# Task statement:
Once you have read the data below, print all of it exactly.

(Data excerpts)
[Start of Attachment]

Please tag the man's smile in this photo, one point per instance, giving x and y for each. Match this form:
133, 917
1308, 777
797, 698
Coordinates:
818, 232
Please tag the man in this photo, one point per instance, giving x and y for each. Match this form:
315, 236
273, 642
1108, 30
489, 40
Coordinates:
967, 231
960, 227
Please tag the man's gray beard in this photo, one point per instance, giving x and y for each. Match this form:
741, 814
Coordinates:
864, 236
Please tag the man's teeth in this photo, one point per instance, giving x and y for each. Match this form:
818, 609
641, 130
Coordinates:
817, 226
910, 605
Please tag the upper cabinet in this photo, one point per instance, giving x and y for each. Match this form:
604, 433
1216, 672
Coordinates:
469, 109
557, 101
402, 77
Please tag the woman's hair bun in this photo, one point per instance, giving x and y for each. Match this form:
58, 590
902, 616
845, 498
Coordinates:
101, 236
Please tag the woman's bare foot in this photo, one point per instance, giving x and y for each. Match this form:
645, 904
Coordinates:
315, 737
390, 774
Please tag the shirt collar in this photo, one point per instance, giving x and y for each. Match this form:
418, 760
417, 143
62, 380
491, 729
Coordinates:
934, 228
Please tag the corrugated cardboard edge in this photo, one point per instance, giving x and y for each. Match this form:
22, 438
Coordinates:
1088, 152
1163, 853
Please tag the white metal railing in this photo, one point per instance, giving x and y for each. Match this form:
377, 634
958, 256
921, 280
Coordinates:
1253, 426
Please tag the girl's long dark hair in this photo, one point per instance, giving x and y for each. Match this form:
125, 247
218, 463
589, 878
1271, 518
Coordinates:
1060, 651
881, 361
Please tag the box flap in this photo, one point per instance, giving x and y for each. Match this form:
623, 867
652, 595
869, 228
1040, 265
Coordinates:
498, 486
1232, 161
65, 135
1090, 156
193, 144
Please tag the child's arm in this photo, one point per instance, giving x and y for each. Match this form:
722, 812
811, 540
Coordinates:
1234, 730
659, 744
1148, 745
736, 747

[End of Attachment]

# Reply:
Please tag the man's smile in this photo, one point per instance, giving x and y for each. Match this form:
133, 917
1308, 777
797, 698
Coordinates:
818, 232
Please tag the man in this photo, one point per instance, giving x and y for each. Match this form:
315, 236
273, 642
1108, 30
489, 40
Coordinates:
967, 231
960, 227
Please tag the man's gray beard in this photo, one point per instance, giving x and y for each. Match this form:
741, 814
Coordinates:
864, 236
Please tag the man's teeth in this photo, one point per instance, giving x and y for each. Match this form:
818, 609
641, 130
Coordinates:
817, 226
910, 605
Please tag the upper cabinet in this photo, one point per instance, giving x and y for each. Match this form:
604, 433
1216, 672
Coordinates:
469, 109
557, 101
402, 77
Please tag the woman's hair bun in this photo, one point per instance, giving x and y for each. Match this form:
58, 590
902, 616
845, 498
Coordinates:
101, 236
Please tag the woman's bare foot in this photo, one point per instance, giving x and y for each. Match this form:
645, 904
Coordinates:
315, 737
390, 774
Please tag the shirt collar in this photo, one point per instance, giving x and y for each. Match this form:
418, 760
417, 143
62, 380
491, 729
Coordinates:
934, 228
Please tag the corrugated cardboard edge in this photo, one point per instance, giving x and y for each. Match this form:
22, 438
Coordinates:
1088, 152
1163, 853
Please tag the white metal railing in this photo, one point per instance, giving x and y for each. Match this form:
377, 634
958, 256
921, 280
Coordinates:
1253, 426
Please tag the girl's long dark hair in this photo, one point per instance, giving x and y for each. Match this form:
125, 247
218, 463
589, 878
1271, 518
Coordinates:
1060, 651
881, 361
Please tag the box flap in this photo, one point per instance, giving x and y for each. Match this form:
623, 867
652, 595
869, 228
1040, 265
Coordinates:
498, 486
1232, 161
65, 135
1090, 156
193, 144
Please tag the child's arm in this photo, one point per instance, giving x and y for each. Match this form:
722, 812
811, 540
Coordinates:
1234, 730
659, 744
1148, 745
736, 747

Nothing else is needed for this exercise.